The former prime minister praised Sato’s pandemic response and urged the aged crowd to consider voting for him again.
“During the pandemic, he heard everyone’s concerns,” Abe told the crowd. He continued that, “He was the type of person who didn’t look for reasons not to do something.”
Was the ex-prime minister under protection?
In the United States, the President and former Presidents are heavily guarded by the so-called Secret Service. This is very necessary given the fact that almost everyone owns a gun in the US and besides, the US has made many enemies in the world due to its combatant foreign policy and so-called war on terror.
In Japan, there are strict gun laws and citizens hardly own guns. Japan is a pacifist nation since world war II, something Abe himself unsuccessfully tried to change.
In Japan, the elite Security Police guard the ex-prime minister – Tokyo’s version of the Secret Service in the US.
The security personnel appeared to be standing at Abe’s right and behind him wearing suits while he engaged the crowd.
Searching suspect’s house.
Police mounted a search in Tetsuya’s home and found many other handmade weapons, similar to the one employed in the attack. All these weapons have been confiscated by the police.
Police also found explosives were also found at the home and police said they had advised residents to evacuate the area.

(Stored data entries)
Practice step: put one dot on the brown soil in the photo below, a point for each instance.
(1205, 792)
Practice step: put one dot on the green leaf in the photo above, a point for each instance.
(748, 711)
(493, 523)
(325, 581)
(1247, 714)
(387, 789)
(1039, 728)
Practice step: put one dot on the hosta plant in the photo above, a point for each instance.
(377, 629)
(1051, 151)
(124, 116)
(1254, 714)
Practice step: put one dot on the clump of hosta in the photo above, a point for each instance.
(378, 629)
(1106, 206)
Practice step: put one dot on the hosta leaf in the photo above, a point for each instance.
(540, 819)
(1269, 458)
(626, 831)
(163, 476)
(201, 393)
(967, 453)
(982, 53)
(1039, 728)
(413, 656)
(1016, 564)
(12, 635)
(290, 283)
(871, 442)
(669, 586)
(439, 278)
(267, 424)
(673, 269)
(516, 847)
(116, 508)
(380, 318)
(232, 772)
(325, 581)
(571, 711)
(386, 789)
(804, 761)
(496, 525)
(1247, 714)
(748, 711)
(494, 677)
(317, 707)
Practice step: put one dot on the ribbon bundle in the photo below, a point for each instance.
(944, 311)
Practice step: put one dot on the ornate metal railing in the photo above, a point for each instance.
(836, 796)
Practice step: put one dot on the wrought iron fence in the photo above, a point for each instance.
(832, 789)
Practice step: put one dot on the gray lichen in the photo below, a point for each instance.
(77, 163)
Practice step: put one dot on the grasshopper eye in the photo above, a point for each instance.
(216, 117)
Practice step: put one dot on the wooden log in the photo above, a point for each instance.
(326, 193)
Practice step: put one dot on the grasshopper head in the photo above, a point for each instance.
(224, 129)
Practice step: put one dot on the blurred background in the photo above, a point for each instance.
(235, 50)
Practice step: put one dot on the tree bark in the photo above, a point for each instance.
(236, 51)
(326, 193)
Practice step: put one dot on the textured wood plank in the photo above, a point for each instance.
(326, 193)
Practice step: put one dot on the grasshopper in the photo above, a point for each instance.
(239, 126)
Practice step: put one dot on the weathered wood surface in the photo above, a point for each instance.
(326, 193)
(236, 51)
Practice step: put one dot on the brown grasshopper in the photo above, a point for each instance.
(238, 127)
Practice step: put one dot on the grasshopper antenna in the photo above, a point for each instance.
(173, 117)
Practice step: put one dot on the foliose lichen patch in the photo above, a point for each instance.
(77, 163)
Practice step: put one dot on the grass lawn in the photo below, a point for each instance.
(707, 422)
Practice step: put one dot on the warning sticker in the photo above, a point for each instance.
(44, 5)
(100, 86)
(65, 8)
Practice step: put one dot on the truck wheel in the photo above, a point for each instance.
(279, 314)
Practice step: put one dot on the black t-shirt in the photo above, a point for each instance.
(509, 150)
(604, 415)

## Complete the following
a – In the article about the attack on Abe, who guards Japan's former prime ministers?
b – Resume the article about the attack on Abe right after its final sentence.

## Results for each task
a – The elite Security Police guard them.

b –
Japan and crime rate
The former Japanese leader’s death came as a shock to the entire world, especially for a country like Japan where guns are not only tightly controlled but political violence is literally non-existent.
Japan has one of the lowest gun crimes in the world. For instance, in 2014, there were just six gun -related crimes in Japan as compared to 33,599 deaths in the United States.
- attend an all-day class
- take a written exam
- pass a shooting-range test with a minimum mark of 95%
- pass mental health test
- pass drugs tests
- pass police background checks
- pass anti-terror or link to any terror cell check
Police will check your family background for any records of crime including even your workplace. Many therefore give up on owning a gun due to the bureaucracy.
To crown it all, handguns are outrightly banned in Japan. Only shotguns and air rifles are permitted.
And one more thing! The Police must be notified where the gun and ammunition are stored. Moreover, they must be stored separately and locked away with key.
Police will also inspect guns once a year. And after three years your license runs out, at which point you have to attend the course and pass the tests again.
World’s reaction to Abe’s death.
Japan’s current Prime Minister, Fumio Kishida, a protege of the assassinated ex-PM, reacted to Abe’s assassination in utter surprise.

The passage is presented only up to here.